## start Data listing

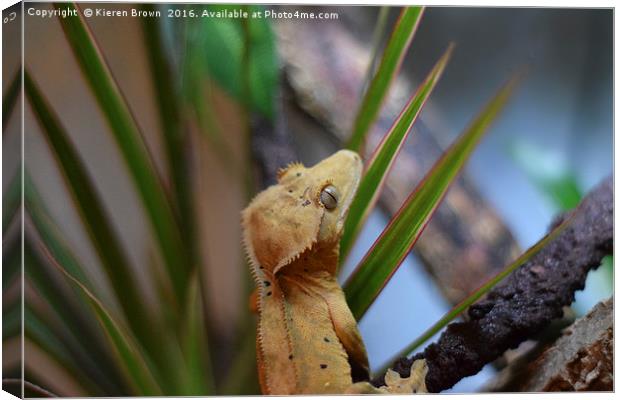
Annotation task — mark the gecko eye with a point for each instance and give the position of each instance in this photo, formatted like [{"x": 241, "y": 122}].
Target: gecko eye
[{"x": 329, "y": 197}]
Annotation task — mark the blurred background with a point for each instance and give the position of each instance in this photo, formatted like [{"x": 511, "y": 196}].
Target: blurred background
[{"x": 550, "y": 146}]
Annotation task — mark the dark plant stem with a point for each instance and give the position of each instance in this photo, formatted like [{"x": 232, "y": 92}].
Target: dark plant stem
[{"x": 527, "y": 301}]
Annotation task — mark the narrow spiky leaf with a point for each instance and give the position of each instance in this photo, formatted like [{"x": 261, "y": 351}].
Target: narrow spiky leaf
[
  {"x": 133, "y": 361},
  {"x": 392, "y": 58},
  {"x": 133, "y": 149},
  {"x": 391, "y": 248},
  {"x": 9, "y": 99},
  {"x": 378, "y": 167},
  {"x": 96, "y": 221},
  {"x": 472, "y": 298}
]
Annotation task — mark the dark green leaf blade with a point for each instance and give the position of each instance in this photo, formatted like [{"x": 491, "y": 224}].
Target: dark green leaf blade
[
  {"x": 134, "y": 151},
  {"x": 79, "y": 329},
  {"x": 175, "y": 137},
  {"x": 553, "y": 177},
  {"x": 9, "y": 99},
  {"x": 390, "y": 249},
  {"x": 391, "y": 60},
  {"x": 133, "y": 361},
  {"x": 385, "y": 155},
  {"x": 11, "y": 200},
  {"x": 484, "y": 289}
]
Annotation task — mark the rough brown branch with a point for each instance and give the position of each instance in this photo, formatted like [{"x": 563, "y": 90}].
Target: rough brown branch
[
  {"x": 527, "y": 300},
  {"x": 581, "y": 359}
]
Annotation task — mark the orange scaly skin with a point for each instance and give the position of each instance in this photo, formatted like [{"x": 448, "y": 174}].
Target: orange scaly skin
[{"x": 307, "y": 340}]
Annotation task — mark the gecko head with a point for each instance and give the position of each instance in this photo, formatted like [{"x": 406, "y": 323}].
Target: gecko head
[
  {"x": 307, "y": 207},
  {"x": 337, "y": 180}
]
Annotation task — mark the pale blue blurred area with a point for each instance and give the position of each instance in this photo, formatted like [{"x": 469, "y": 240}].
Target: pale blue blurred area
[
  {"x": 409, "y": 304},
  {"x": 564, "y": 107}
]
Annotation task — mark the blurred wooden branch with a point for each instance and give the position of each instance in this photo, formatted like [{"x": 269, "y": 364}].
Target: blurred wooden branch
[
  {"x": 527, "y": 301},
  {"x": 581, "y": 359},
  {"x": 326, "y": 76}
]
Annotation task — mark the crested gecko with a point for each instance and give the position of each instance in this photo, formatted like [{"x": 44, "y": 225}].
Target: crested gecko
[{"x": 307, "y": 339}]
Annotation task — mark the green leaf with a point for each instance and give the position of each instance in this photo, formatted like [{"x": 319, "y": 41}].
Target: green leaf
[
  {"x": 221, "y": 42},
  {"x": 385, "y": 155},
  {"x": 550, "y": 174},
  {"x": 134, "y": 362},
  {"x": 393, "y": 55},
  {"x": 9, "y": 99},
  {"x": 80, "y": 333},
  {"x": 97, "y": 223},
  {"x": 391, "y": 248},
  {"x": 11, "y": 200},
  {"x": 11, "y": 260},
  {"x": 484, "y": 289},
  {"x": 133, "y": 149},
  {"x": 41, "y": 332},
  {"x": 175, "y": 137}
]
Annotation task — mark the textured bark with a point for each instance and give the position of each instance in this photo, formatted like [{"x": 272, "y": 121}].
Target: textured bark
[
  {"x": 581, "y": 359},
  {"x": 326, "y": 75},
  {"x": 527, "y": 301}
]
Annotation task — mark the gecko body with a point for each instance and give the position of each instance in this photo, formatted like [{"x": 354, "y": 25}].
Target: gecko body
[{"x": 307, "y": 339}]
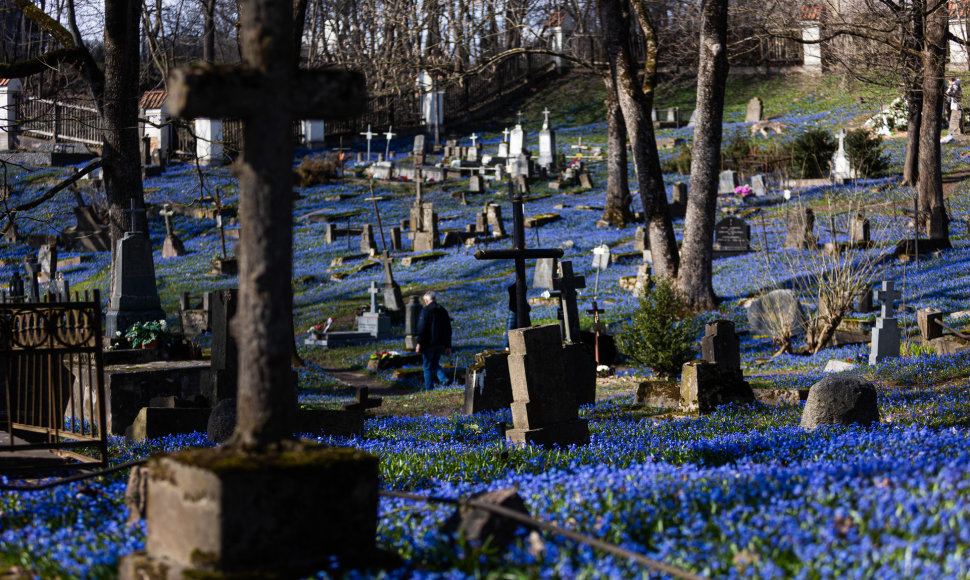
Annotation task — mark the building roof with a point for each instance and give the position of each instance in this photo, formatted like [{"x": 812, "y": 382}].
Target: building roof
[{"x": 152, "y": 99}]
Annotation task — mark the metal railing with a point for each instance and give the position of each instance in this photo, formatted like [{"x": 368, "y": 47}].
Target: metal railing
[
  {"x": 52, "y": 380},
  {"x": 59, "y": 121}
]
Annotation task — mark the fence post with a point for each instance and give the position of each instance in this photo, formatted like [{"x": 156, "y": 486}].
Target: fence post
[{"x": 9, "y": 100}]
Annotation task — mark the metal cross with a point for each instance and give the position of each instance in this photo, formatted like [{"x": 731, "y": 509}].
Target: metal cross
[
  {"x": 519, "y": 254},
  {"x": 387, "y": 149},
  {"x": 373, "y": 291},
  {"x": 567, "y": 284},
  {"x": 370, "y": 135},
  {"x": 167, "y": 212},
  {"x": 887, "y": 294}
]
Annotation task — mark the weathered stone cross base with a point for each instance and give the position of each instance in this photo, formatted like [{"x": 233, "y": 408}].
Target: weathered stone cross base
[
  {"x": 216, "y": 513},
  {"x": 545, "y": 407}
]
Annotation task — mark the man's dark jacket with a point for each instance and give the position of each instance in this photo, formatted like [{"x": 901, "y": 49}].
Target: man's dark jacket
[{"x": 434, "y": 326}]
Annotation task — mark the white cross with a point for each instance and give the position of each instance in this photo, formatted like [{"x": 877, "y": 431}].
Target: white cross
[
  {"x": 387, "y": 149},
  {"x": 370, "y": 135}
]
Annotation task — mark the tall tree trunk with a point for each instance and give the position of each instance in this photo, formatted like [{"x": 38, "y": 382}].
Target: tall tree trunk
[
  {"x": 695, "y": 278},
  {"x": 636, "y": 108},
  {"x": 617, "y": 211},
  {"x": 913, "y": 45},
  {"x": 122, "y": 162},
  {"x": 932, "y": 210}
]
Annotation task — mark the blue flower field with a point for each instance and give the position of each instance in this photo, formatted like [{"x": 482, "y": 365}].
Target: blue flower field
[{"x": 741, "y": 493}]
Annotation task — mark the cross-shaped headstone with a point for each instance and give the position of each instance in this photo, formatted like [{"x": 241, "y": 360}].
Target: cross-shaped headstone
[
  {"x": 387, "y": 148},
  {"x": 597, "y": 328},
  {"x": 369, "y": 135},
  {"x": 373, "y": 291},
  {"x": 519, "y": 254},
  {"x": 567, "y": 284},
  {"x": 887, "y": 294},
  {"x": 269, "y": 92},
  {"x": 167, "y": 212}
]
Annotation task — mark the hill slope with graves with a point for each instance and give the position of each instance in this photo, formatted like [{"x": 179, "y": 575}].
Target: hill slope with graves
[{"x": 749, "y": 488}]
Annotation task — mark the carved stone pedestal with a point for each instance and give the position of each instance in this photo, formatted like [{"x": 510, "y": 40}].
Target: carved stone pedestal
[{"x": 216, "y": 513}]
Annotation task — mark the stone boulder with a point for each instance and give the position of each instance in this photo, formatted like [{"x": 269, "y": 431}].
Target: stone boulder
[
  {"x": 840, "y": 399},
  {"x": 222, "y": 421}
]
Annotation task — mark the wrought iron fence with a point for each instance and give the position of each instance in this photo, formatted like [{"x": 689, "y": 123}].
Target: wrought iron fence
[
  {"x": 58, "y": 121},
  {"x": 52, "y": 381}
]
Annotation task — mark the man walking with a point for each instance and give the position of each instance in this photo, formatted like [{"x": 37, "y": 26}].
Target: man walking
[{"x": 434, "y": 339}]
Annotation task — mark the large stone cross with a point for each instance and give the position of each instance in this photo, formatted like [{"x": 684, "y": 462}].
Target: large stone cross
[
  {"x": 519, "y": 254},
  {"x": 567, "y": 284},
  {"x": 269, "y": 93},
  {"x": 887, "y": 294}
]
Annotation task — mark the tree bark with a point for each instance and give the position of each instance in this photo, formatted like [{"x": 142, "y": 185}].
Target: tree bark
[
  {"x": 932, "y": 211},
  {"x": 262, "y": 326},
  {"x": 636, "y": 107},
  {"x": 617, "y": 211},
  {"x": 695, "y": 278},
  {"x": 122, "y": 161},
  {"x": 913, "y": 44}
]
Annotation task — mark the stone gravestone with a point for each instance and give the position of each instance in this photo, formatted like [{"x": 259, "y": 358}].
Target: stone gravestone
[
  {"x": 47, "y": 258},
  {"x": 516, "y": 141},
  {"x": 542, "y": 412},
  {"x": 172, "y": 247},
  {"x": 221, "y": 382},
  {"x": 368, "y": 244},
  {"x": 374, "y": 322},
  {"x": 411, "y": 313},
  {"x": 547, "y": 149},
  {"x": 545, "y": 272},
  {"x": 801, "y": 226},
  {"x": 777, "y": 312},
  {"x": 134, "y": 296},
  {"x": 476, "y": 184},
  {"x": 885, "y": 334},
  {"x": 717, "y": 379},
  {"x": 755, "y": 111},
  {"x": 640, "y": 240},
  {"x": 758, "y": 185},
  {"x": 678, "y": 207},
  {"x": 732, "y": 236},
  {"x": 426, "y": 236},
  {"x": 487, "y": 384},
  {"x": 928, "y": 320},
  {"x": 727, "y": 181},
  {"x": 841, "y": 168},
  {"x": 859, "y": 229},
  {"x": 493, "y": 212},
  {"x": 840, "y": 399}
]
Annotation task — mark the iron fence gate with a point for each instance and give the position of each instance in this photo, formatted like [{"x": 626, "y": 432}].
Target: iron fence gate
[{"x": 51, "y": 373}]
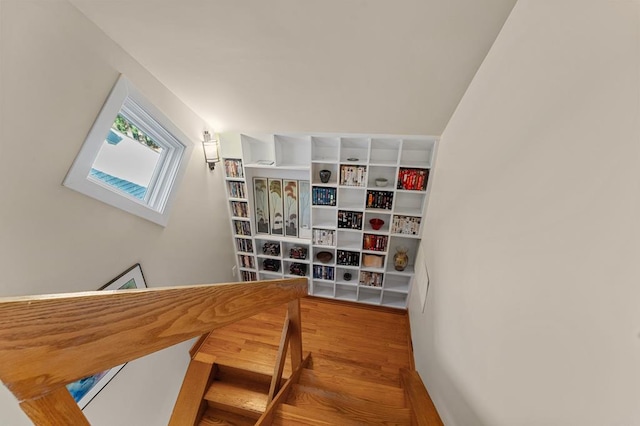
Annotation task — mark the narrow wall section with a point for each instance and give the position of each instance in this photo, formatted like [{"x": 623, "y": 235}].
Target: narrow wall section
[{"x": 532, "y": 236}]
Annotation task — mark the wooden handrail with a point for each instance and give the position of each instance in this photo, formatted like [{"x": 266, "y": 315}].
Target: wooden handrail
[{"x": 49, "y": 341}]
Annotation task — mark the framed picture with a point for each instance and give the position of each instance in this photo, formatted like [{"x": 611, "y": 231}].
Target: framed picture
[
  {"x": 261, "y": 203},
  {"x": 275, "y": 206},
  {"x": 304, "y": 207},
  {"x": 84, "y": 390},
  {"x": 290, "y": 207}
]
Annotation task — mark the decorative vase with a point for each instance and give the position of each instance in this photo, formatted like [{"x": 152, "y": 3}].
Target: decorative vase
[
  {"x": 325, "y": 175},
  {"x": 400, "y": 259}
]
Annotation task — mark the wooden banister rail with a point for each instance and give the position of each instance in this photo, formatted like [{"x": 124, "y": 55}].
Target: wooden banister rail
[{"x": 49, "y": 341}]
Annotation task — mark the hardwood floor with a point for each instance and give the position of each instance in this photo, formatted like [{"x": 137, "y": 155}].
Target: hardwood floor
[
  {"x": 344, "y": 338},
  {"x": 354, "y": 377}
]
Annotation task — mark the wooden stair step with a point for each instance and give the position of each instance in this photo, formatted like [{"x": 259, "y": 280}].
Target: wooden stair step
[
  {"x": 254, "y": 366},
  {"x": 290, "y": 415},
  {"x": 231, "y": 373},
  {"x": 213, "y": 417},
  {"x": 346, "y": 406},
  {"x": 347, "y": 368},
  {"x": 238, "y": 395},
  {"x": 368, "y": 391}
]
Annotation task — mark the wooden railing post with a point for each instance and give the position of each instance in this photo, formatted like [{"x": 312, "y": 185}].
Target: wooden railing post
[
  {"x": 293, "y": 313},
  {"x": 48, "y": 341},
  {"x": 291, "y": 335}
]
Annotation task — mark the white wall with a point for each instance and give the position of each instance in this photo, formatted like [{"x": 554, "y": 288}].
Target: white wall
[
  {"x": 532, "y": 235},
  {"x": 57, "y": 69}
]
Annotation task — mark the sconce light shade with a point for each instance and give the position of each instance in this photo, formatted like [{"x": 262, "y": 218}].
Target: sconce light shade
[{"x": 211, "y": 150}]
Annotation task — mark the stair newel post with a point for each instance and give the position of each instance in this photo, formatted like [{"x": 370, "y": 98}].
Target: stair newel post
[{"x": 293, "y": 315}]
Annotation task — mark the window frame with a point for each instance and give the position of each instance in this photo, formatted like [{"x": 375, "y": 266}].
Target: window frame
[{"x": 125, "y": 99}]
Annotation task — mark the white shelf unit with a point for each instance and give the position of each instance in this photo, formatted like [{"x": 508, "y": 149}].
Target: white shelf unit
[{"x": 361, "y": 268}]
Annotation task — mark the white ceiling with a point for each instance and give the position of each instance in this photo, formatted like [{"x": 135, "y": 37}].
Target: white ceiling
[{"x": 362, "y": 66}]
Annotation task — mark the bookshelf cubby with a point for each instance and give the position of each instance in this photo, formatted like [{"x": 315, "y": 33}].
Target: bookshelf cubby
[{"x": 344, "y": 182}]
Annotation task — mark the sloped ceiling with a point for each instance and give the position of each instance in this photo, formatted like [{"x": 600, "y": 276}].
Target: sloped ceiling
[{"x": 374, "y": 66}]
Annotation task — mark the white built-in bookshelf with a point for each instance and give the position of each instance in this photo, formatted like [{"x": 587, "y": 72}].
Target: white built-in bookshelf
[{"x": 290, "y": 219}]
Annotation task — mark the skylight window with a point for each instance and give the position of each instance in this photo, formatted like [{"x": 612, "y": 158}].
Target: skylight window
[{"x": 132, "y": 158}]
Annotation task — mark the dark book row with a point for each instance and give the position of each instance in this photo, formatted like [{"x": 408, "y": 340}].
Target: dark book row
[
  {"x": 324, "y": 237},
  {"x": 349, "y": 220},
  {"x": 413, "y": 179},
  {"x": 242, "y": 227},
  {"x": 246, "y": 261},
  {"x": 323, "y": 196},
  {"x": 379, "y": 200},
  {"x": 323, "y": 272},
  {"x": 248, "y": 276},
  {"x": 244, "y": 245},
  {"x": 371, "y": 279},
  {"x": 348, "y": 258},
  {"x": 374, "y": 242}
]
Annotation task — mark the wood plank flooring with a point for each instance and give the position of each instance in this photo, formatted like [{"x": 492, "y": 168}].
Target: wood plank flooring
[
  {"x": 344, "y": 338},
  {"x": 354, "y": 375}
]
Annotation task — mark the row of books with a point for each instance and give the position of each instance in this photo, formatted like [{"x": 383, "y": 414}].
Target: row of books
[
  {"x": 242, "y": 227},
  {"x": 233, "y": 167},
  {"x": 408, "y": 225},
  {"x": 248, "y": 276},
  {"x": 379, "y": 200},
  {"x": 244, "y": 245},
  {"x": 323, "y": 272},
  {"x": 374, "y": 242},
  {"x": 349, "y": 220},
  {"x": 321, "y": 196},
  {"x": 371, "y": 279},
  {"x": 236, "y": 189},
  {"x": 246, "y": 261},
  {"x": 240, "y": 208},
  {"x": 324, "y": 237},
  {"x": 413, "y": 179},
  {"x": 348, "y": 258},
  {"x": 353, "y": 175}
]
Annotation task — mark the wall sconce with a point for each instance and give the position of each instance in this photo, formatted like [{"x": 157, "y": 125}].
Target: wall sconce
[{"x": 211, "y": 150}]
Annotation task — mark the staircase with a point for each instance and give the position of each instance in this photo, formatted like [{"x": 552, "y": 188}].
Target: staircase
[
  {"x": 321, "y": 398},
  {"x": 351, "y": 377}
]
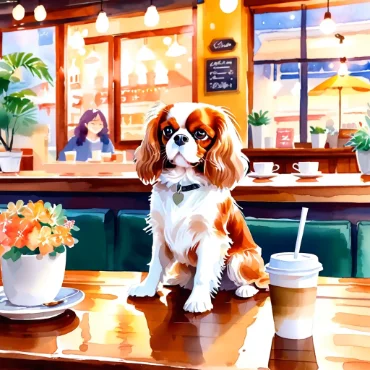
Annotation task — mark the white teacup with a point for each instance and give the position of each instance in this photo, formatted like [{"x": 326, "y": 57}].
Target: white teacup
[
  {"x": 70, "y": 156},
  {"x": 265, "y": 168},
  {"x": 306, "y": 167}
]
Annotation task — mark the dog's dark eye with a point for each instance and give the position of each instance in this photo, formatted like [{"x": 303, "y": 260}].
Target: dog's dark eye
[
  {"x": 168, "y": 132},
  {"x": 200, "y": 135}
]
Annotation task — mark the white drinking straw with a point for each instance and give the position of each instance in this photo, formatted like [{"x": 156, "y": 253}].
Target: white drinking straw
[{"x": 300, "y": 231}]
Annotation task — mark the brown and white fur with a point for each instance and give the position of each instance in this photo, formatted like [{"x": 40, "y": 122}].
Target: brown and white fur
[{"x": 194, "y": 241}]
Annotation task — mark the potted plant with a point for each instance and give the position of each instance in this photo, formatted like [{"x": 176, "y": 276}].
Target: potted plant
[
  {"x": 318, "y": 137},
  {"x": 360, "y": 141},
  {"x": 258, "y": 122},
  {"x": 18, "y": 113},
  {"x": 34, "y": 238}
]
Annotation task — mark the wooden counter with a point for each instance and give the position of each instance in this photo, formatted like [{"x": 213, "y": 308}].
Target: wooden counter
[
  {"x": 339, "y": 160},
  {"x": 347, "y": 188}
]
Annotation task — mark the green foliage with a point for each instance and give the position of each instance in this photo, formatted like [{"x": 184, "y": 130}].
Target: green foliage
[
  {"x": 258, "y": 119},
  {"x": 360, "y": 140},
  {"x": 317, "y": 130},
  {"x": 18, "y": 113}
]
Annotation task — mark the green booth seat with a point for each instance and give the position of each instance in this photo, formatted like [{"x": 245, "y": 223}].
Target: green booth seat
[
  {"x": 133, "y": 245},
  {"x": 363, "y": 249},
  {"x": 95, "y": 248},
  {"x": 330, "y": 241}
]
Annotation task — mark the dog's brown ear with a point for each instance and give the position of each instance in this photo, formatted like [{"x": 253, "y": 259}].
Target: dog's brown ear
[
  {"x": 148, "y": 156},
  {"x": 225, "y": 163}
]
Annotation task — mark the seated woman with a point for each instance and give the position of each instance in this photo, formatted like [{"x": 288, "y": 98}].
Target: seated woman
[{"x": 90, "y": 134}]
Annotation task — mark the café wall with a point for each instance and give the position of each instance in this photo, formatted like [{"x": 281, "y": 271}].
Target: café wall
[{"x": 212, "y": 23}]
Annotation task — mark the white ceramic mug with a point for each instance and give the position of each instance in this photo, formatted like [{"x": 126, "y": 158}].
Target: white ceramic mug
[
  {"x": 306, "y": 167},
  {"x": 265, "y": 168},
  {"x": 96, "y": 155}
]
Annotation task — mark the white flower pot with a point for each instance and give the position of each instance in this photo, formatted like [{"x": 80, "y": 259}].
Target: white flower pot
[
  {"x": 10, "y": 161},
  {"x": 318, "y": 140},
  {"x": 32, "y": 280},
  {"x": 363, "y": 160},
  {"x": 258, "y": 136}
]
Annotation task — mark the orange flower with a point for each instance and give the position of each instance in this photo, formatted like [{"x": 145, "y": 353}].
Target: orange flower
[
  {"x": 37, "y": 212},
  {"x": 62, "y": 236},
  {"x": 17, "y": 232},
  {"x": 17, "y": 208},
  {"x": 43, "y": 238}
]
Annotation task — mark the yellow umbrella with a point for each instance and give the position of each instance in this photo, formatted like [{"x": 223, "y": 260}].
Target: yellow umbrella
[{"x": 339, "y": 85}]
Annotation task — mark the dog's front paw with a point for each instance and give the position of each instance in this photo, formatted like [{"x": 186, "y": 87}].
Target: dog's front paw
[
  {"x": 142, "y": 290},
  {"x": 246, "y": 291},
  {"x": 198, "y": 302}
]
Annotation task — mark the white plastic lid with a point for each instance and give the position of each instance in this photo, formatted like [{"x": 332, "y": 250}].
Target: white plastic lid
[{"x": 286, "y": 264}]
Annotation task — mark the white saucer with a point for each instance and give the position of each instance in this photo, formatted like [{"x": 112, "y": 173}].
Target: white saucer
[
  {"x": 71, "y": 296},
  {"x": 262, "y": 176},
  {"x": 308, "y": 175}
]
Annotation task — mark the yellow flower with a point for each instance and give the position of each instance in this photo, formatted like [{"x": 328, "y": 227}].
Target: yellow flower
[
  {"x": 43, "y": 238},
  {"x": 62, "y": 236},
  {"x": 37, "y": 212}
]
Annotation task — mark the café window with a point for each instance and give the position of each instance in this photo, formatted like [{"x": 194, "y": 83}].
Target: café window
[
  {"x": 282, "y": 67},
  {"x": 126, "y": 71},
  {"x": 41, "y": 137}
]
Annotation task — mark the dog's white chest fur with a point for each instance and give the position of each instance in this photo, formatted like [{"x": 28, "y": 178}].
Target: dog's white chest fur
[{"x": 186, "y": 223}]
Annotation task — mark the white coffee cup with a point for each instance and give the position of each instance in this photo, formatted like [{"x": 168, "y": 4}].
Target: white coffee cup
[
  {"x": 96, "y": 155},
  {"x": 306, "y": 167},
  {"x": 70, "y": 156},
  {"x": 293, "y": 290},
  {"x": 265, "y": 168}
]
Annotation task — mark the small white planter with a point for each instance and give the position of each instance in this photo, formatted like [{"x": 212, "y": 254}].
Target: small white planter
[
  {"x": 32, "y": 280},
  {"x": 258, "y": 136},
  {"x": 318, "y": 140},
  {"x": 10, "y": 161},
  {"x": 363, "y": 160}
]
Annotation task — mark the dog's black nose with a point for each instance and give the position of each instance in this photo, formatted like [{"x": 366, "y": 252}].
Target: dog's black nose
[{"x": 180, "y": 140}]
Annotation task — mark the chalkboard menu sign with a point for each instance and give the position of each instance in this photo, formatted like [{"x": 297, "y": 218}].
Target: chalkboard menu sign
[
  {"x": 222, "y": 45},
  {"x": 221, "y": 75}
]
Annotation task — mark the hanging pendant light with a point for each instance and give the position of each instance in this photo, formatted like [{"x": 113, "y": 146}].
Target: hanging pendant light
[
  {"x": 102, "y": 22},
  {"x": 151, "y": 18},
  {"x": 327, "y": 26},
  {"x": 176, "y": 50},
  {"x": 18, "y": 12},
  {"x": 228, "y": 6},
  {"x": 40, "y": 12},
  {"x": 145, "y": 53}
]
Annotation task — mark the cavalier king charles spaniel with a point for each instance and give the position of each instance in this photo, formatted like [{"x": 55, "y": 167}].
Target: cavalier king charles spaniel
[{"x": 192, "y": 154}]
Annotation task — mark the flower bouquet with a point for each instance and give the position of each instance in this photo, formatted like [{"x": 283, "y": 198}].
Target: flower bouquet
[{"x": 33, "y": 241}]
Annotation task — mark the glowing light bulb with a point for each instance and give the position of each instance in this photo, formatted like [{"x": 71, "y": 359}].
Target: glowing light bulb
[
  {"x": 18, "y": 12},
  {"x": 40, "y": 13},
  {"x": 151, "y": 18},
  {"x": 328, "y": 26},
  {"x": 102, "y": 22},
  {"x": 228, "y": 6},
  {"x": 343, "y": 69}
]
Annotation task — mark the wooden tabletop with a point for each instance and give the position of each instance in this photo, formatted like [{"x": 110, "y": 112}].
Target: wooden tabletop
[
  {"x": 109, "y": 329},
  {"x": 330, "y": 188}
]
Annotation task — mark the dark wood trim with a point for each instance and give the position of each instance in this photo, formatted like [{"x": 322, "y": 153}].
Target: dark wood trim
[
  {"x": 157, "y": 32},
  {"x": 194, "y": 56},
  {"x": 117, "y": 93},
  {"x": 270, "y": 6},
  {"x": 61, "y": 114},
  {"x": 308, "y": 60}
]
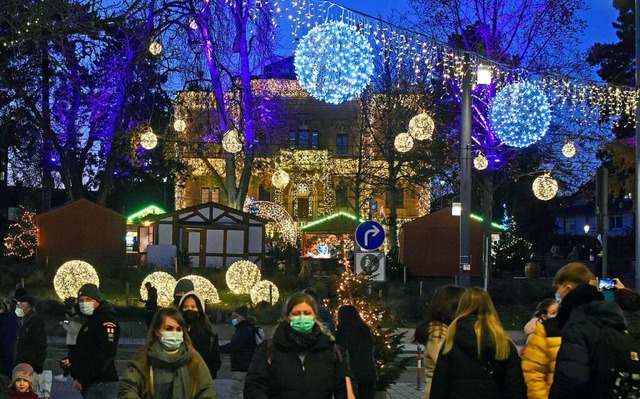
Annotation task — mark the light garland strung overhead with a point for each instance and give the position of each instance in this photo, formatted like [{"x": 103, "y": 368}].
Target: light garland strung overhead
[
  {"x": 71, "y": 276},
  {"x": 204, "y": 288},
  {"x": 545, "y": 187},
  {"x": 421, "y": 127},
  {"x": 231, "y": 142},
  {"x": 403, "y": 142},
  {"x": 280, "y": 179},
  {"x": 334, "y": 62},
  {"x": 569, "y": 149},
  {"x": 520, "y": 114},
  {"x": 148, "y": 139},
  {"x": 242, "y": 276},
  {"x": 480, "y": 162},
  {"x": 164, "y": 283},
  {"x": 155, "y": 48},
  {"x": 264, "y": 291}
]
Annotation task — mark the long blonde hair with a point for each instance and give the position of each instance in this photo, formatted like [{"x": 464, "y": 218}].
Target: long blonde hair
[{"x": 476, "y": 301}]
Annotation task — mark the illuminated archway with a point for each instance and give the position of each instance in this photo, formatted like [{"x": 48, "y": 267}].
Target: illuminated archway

## end Data listing

### Your instructions
Extract, character for character, every line from the one that holds "Annotation task — mark the wooden tabletop" through the end of the entries above. Include both boundary lines and no pictures.

### Written response
Annotation task — mark the wooden tabletop with a point for each instance and give the position of each instance in this photo, formatted like [{"x": 110, "y": 112}].
Target: wooden tabletop
[
  {"x": 109, "y": 329},
  {"x": 330, "y": 188}
]
Annotation task — mark the dark wood trim with a point for each instance and give the position of each instance in this photo, formatted like [{"x": 322, "y": 153}].
Target: dark wood trim
[
  {"x": 157, "y": 32},
  {"x": 194, "y": 56},
  {"x": 117, "y": 93},
  {"x": 270, "y": 6},
  {"x": 61, "y": 114},
  {"x": 308, "y": 60}
]
Annotation task — mark the light garland strung overhead with a point for each instance and give the position of each instance in this photo, formatted like [{"x": 103, "y": 368}].
Target: light garland strung overhead
[
  {"x": 71, "y": 276},
  {"x": 204, "y": 288},
  {"x": 545, "y": 187},
  {"x": 421, "y": 127},
  {"x": 231, "y": 142},
  {"x": 403, "y": 142},
  {"x": 280, "y": 179},
  {"x": 334, "y": 62},
  {"x": 569, "y": 149},
  {"x": 520, "y": 114},
  {"x": 148, "y": 139},
  {"x": 242, "y": 276},
  {"x": 480, "y": 162},
  {"x": 164, "y": 283},
  {"x": 155, "y": 48},
  {"x": 264, "y": 291}
]
Annotation task — mark the long blonde hair with a point for each instance and give the position of each instance in this photo, formatted like [{"x": 464, "y": 218}].
Target: long blonde hair
[{"x": 476, "y": 301}]
Annotation task — mark the illuminated archway with a point for each instance and give the position of each instance in this photo, formatted like [{"x": 48, "y": 267}].
Target: illuminated archway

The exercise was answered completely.